Hoeveel inwoners mag een kleine kern volgens het artikel hieronder maximaal hebben om als platteland te gelden?

▶ Artikel
++++++++++++++++++++

Artikel 2.12.8 Weigeringsgronden

Sub b: vervallen

 

Paragraaf 2.14 wordt toegevoegd:

Paragraaf 2.14 Leefbaar Platteland

Algemene toelichting

Met deze subsidieregeling wil de provincie bijdragen aan een toekomstbestendig en leefbaar Overijssels platteland inclusief haar kleine kernen en dorpen. De Provincie Overijssel doet dit door bestaande of startende lokale initiatieven en plannen met een extra steuntje in de rug om te zetten naar zichtbaar resultaat voor een leefbaar platteland. Om het platteland te helpen positie te bepalen (wat voor dorp willen we zijn en wat hebben we daarvoor nodig?) biedt de Provincie Overijssel ondersteuning bij het opstellen van integrale toekomstplannen of de uitvoering daarvan. Initiatieven en projecten die de leefbaarheid van het platteland versterken, zowel fysiek als sociaal, als ook het versterken van de lokale (bestuurs)kracht kunnen voor de subsidie in aanmerking komen.

Artikel 2.14.1 Begripsbepalingen

In deze paragraaf wordt verstaan onder:

  • -

    businesscase: de afweging om een project te beginnen. In de businesscase worden de kosten tegen de baten afgewogen. Aan de hand van de businesscase wordt besloten om wel of niet te starten of verder te gaan met een project. Met een businesscase wordt de haalbaarheid en toekomstbestendigheid van het project aangetoond;

  • -

    leefbaarheid: de mate waarin de omgeving aansluit bij de eisen en wensen die door de inwoners worden gesteld op het gebied van lokaal organiserend vermogen, ruimtelijke kwaliteit, gezondheid, verbinding stad en platteland, wonen, lokale identiteit, voorzieningenniveau, lokale of regionale economie;

  • -

    platteland: buiten de steden gelegen gebied, buurtschap, dorp of een kleine kern met maximaal 15.000 inwoners;

  • -

    ruimtelijke kwaliteit: alles wat openbare ruimte geschikt maakt voor mens, plant en dier. De juiste ontwikkeling op de juiste plek, en op de juiste manier ingepast in de omgeving;

  • -

    sociale kwaliteit: de mate waarin sprake is van zelforganiserend vermogen van inwoners;

  • -

    toekomstplan: een plan voor het ontwikkelen van een bepaald gebied;

Artikel 2.14.2 Subsidiabele activiteiten

Gedeputeerde Staten kunnen subsidie verstrekken voor:

  • a.

++++++++++++++++++++

▶ Gegevensfragment
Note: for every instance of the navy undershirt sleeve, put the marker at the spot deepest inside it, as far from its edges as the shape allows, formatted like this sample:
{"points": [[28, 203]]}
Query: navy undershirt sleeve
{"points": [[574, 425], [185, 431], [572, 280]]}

++++++++++++++++++++

▶ Juist antwoord
Maximaal 15.000 inwoners.